## Задание
Отредактируйте данные: замените «sample of the format» на «example of the format», остальное оставьте без изменений.

## Исходные данные

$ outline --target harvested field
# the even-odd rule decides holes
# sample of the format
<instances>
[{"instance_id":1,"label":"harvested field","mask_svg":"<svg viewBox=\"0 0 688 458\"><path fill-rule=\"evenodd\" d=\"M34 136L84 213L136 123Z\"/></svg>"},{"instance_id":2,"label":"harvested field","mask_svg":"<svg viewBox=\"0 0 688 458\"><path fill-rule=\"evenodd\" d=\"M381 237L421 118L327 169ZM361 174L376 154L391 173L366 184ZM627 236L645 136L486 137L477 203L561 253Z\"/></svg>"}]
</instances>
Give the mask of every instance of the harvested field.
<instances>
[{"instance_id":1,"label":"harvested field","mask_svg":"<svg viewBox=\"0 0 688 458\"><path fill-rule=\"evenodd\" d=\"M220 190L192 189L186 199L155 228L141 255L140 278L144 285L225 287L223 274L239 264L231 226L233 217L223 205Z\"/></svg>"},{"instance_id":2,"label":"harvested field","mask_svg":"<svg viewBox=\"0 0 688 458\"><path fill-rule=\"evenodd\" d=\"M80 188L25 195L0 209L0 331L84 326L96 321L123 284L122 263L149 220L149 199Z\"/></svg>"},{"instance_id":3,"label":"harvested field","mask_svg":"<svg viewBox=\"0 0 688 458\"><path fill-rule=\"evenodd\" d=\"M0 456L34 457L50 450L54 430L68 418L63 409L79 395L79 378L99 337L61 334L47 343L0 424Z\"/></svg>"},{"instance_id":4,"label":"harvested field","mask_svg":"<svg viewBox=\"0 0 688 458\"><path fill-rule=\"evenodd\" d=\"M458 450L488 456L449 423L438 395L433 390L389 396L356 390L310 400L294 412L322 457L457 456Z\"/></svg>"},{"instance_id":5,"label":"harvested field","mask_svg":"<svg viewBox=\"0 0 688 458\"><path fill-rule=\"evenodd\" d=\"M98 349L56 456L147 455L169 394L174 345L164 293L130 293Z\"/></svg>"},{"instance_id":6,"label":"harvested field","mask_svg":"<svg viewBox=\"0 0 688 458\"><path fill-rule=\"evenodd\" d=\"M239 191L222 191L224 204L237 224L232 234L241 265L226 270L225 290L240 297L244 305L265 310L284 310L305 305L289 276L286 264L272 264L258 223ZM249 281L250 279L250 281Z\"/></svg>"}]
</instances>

## Решение
$ outline --target harvested field
# the even-odd rule decides holes
# example of the format
<instances>
[{"instance_id":1,"label":"harvested field","mask_svg":"<svg viewBox=\"0 0 688 458\"><path fill-rule=\"evenodd\" d=\"M34 136L84 213L136 123Z\"/></svg>"},{"instance_id":2,"label":"harvested field","mask_svg":"<svg viewBox=\"0 0 688 458\"><path fill-rule=\"evenodd\" d=\"M381 237L421 118L327 169ZM361 174L376 154L391 173L366 184ZM627 236L645 136L486 137L477 203L561 253Z\"/></svg>"}]
</instances>
Give the mask of every instance of the harvested field.
<instances>
[{"instance_id":1,"label":"harvested field","mask_svg":"<svg viewBox=\"0 0 688 458\"><path fill-rule=\"evenodd\" d=\"M220 190L192 189L186 199L155 228L141 255L140 278L144 285L225 287L223 274L239 264L231 226L233 217L223 205Z\"/></svg>"},{"instance_id":2,"label":"harvested field","mask_svg":"<svg viewBox=\"0 0 688 458\"><path fill-rule=\"evenodd\" d=\"M80 188L25 195L0 209L0 331L84 326L96 321L123 284L122 263L149 220L149 199Z\"/></svg>"},{"instance_id":3,"label":"harvested field","mask_svg":"<svg viewBox=\"0 0 688 458\"><path fill-rule=\"evenodd\" d=\"M0 456L34 457L50 450L54 430L68 418L63 409L79 395L79 378L99 337L61 334L47 343L0 424Z\"/></svg>"},{"instance_id":4,"label":"harvested field","mask_svg":"<svg viewBox=\"0 0 688 458\"><path fill-rule=\"evenodd\" d=\"M458 450L488 456L449 423L438 395L433 390L389 396L356 390L310 400L294 412L322 457L457 456Z\"/></svg>"},{"instance_id":5,"label":"harvested field","mask_svg":"<svg viewBox=\"0 0 688 458\"><path fill-rule=\"evenodd\" d=\"M98 349L56 456L147 455L169 394L174 345L164 293L130 293Z\"/></svg>"},{"instance_id":6,"label":"harvested field","mask_svg":"<svg viewBox=\"0 0 688 458\"><path fill-rule=\"evenodd\" d=\"M239 191L222 191L224 204L237 224L232 234L241 265L226 270L225 290L240 297L244 305L265 310L284 310L305 305L289 276L286 264L272 264L258 223ZM249 281L250 279L250 281Z\"/></svg>"}]
</instances>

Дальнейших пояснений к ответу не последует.